— Start of Raw records —
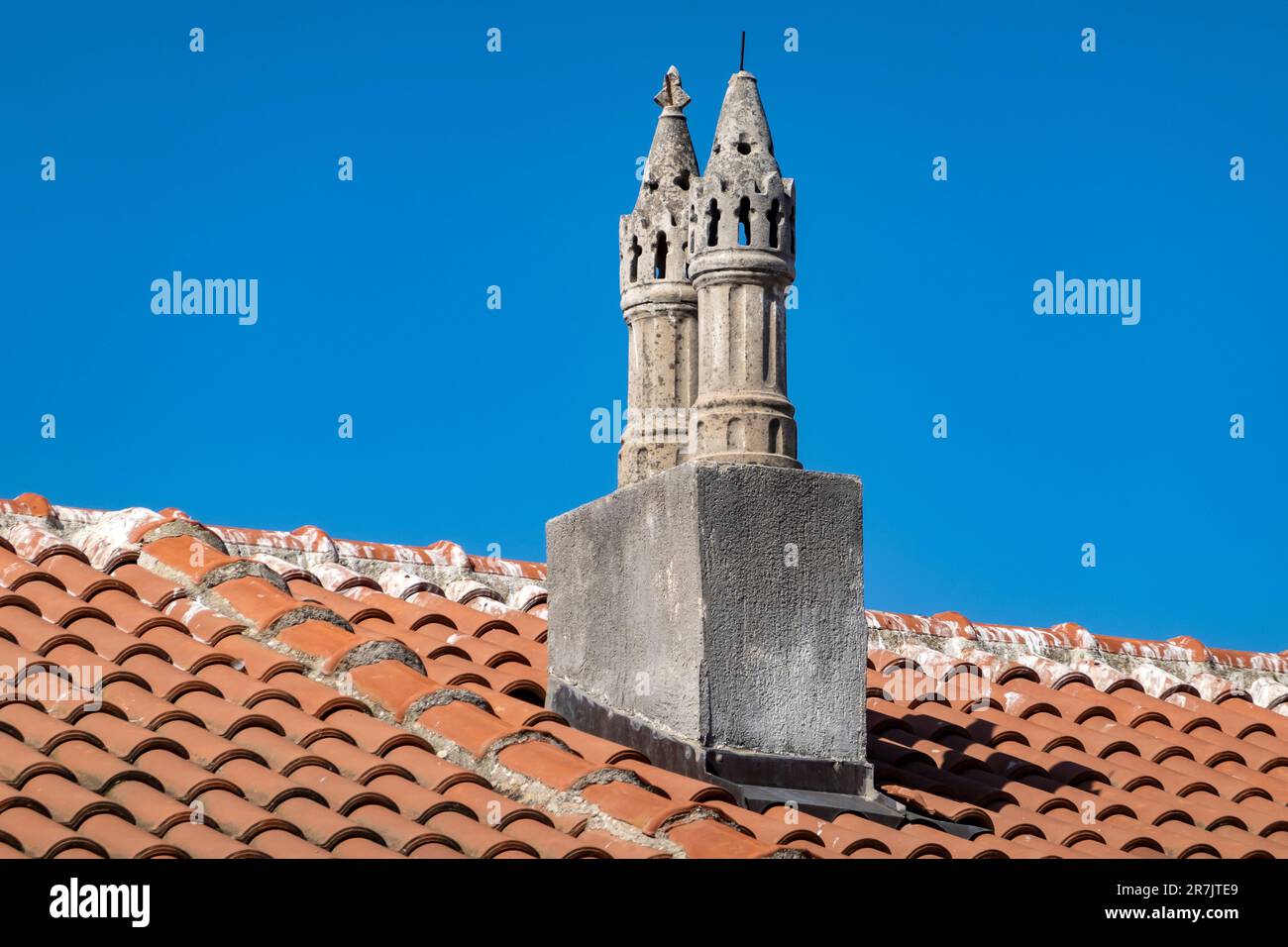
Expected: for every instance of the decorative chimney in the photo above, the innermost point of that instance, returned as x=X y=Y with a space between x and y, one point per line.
x=658 y=300
x=709 y=612
x=742 y=258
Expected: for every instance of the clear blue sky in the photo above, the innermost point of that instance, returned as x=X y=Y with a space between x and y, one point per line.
x=476 y=169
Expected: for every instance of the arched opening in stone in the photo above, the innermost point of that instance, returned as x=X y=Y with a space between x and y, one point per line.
x=635 y=258
x=712 y=223
x=660 y=257
x=776 y=219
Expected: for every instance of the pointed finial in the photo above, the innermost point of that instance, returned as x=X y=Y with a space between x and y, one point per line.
x=673 y=94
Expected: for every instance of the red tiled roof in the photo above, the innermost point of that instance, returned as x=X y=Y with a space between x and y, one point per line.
x=290 y=694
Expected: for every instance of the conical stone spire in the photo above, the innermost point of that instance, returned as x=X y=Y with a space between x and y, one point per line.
x=658 y=302
x=742 y=258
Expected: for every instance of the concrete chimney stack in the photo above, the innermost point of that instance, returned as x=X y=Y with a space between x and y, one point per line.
x=709 y=611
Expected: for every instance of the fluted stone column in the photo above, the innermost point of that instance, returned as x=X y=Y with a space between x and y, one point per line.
x=658 y=302
x=742 y=258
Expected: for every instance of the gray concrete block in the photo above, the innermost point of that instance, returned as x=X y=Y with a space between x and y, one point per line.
x=717 y=603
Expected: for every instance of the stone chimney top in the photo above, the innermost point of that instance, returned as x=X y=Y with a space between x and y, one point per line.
x=743 y=149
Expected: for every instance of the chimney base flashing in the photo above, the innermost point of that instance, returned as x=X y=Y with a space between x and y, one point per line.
x=755 y=780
— End of Raw records —
Copy all of the entries above word for word, including every coordinate line, and leave the pictures out.

◆ **Task output**
Expected: for every instance of the decorative chimney in the photo above, the innermost point of that instance, returned as x=X y=Y with a space between x and y, one point per line.
x=658 y=300
x=709 y=612
x=742 y=258
Expected: for every instance of the clear blue sky in the photo above, the innermost point of that instance, returned as x=X y=Y with a space between x and y, one point per line.
x=476 y=169
Expected: for every instance of the arched opening in stone in the photo above, the innermost point of that instance, returned as x=X y=Y with a space between x and y, one point per line.
x=635 y=258
x=712 y=223
x=660 y=257
x=776 y=219
Expected: for every instance of the pointed finial in the photo above, the innermost point of that instance, returned as x=X y=Y with a space between x and y, one point per line.
x=673 y=94
Expected: for every instance of the red tiled roof in the photo above, the innermost point of that instance, returned as x=X y=Y with a space between x and y, one point per line.
x=290 y=694
Expected: for every instance of the conical stone spire in the photo above, the innermost point of that instance, returned as x=X y=Y with a space between x and y, one point per line.
x=658 y=302
x=742 y=258
Expected: for every instance of the concrete chimney stack in the photo above, the innermost point of that instance, returned as x=X y=Y with a space between x and y, one point per line.
x=709 y=611
Expected: for every instance of the fluted stone column in the photo above, the innermost point of that instance, returned as x=X y=Y with a space between x and y, one point per line.
x=658 y=302
x=742 y=258
Expected: for every instance of the gray concrete block in the photo above, the innermost point of that instance, returned as x=X y=Y with a space between x and y, one point per line.
x=717 y=603
Expected: for every instance of the stone chimney top in the photo above, the innermost point of that instance, returned as x=X y=Y with a space between x and y, one point per line.
x=743 y=149
Expected: for every instance of the chimney base flashing in the photo above, the innermost point of that instance, returned as x=X y=Y with a space between x and y, one point per line.
x=755 y=780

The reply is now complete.